REQUEST: Rewrite the listing below from the line with "of the flying" through its end, requests included. Rescale every coordinate in the answer points by 2.5 and round to whole numbers, halves up, while leaving all numbers in the requests as they are.
[BEGIN RECORDS FOR PROCESSING]
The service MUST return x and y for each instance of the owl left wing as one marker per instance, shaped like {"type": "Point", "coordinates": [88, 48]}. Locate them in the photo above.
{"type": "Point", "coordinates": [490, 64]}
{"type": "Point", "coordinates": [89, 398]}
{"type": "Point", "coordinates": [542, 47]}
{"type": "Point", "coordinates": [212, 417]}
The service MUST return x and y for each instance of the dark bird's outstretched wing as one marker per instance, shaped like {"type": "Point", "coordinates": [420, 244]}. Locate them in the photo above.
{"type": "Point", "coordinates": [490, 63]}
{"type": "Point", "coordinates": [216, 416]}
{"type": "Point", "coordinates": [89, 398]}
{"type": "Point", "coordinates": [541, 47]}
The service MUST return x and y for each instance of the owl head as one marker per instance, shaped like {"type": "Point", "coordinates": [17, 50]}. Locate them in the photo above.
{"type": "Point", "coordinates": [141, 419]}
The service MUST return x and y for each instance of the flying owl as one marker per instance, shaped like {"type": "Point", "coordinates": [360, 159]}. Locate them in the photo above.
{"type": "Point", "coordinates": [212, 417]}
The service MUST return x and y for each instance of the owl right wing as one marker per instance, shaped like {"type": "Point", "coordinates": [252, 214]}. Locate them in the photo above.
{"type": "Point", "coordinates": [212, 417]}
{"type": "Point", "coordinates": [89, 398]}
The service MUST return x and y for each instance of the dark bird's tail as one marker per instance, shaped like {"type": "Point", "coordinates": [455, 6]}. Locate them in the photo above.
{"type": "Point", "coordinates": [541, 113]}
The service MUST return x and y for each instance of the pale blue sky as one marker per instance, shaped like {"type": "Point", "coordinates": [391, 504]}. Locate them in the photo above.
[END RECORDS FOR PROCESSING]
CORRECT RESULT:
The service MUST return x and y for each instance of the flying owl as one marker per instance, shaped like {"type": "Point", "coordinates": [360, 159]}. Locate them in the photo above.
{"type": "Point", "coordinates": [530, 1043]}
The service MUST return x and y for each instance of the owl right wing as one marker per instance, shaped like {"type": "Point", "coordinates": [252, 214]}. Locate them in the photo above.
{"type": "Point", "coordinates": [530, 1043]}
{"type": "Point", "coordinates": [223, 995]}
The service MUST return x and y for each instance of the dark bird's tail as one marker per instance, shaped like {"type": "Point", "coordinates": [455, 6]}. Locate them in the photo above.
{"type": "Point", "coordinates": [1353, 283]}
The service MUST return x and y for each instance of the pale blue sky as one marker per instance, shaped like {"type": "Point", "coordinates": [391, 504]}. Locate them in the photo above.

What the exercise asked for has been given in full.